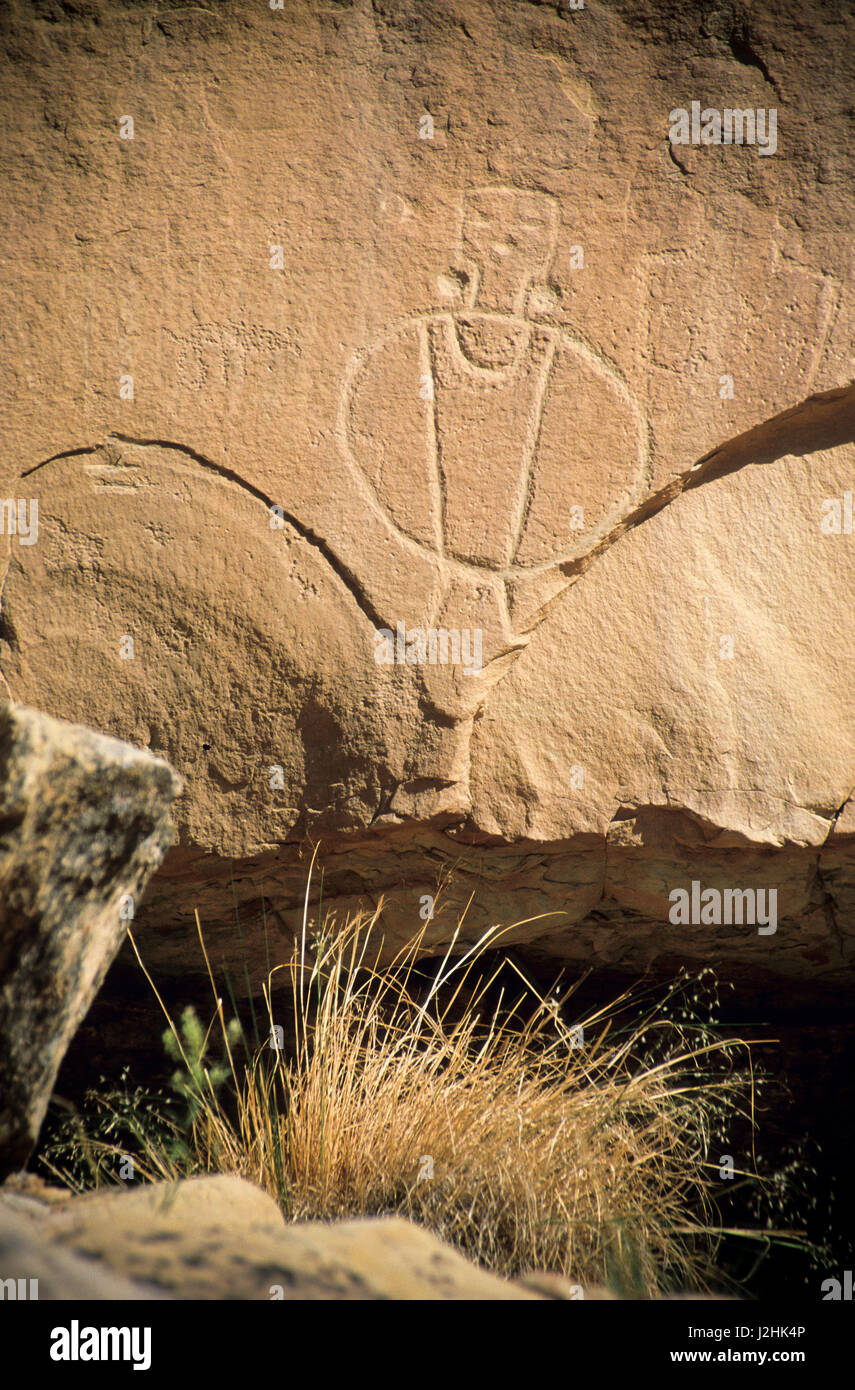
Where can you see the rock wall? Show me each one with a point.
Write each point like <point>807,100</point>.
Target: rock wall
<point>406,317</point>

========================================================================

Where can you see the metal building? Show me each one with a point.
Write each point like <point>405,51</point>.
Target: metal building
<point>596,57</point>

========================================================================

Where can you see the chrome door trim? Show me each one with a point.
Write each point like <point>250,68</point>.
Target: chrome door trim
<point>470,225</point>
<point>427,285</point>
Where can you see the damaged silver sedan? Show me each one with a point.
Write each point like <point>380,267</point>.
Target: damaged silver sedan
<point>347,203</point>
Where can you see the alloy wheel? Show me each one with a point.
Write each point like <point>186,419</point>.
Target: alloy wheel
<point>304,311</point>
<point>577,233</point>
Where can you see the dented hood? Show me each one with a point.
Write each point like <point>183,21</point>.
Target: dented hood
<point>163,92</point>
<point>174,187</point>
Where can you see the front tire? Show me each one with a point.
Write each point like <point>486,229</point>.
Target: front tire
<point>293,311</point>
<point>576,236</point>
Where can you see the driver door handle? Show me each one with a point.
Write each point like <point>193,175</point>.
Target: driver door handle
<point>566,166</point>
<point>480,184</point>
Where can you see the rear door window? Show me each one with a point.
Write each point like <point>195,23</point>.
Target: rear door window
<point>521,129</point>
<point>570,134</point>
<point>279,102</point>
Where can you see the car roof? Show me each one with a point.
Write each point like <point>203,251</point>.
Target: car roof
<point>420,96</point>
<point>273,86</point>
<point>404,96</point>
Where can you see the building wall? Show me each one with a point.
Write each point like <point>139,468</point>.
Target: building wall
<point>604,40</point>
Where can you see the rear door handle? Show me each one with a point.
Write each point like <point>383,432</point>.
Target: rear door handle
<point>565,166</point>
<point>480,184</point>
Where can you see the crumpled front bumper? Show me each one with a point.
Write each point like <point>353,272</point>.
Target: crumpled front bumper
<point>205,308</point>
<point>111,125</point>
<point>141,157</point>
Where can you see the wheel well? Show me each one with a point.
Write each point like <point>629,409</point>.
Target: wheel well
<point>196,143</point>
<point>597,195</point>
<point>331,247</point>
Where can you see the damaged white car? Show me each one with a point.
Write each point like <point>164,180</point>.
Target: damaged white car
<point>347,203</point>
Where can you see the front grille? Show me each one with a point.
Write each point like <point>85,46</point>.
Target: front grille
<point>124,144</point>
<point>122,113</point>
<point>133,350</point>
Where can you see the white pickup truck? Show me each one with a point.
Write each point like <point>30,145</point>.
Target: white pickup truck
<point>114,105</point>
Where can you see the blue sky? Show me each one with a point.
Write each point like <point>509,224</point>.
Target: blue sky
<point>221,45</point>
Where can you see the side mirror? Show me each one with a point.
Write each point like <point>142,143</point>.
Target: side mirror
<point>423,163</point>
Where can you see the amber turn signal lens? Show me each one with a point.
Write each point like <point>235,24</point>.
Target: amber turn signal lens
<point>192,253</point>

========================================================================

Arrange everything in the listing above, from the line containing "Where can you see the rock" down to the line containing "<point>406,317</point>", as a numbered list. Include both of those lines and leave out any blank lines.

ANSWER TO THE TASK =
1. Where can you see the rock wall? Show me each one with a point.
2. Write each point like <point>807,100</point>.
3. Target: rock wall
4. <point>406,317</point>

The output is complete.